SET EXERCISE: Turn the lines from the one containing "pin: purple shirt" through the end of the records into a numbered list, leaving out any blank lines.
╭─ DATA SUPPLIED
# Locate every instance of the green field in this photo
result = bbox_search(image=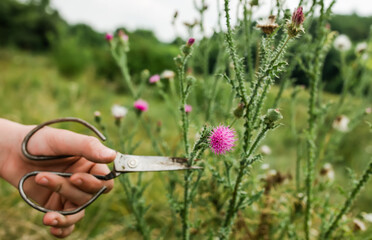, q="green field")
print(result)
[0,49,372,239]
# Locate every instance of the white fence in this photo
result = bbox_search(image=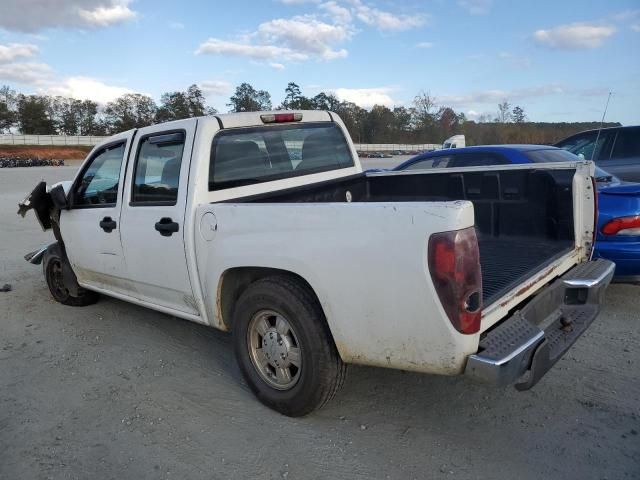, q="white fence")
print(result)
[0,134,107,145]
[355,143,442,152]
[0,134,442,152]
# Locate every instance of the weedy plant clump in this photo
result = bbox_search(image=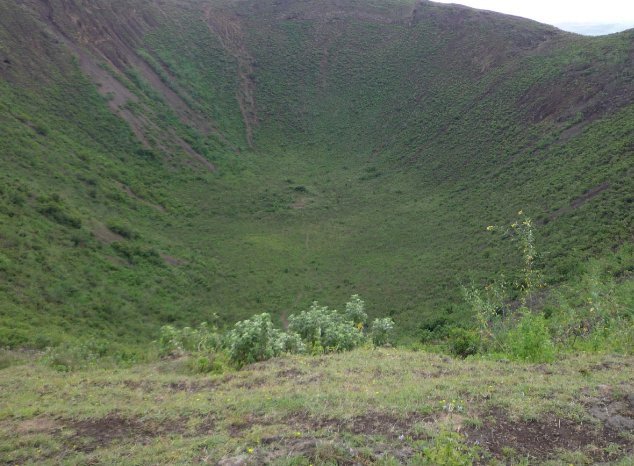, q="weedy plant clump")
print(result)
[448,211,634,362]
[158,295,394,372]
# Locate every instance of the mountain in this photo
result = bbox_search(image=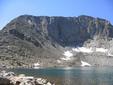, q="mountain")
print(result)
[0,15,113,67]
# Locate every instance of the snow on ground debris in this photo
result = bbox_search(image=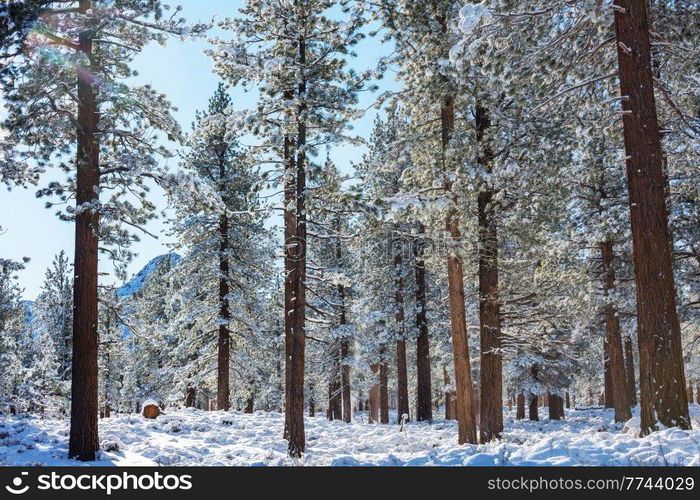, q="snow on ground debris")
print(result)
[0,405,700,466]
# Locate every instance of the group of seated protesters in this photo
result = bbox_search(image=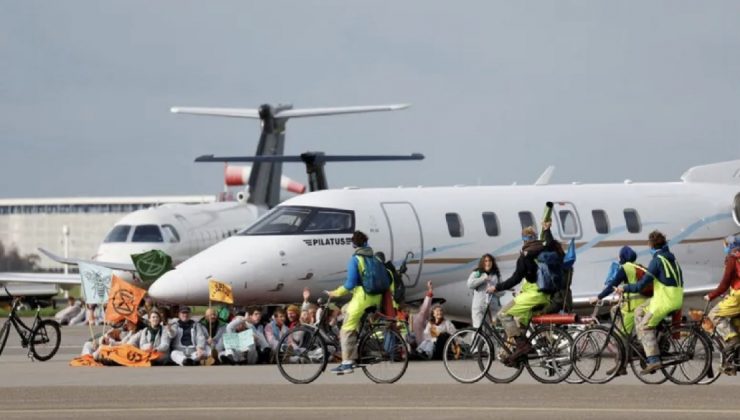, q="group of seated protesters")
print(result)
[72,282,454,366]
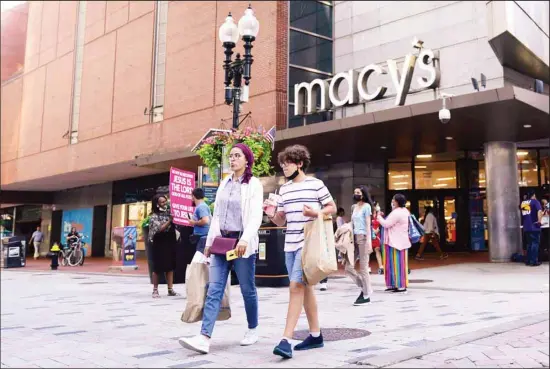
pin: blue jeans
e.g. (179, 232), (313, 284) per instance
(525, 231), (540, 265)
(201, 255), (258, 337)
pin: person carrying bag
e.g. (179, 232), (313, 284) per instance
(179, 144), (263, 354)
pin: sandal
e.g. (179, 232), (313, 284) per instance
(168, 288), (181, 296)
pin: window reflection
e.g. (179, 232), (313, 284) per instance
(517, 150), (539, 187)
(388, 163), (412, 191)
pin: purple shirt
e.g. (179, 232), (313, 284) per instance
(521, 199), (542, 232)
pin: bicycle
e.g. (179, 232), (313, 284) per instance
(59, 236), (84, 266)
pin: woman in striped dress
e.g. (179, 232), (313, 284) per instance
╰─
THE RESPONSE:
1. pin: purple shirt
2. e.g. (179, 232), (313, 284) per instance
3. (521, 199), (542, 232)
4. pin: bicycle
5. e.g. (179, 232), (313, 284) per instance
6. (59, 236), (84, 266)
7. pin: woman in striped dress
8. e.g. (179, 232), (313, 284) per instance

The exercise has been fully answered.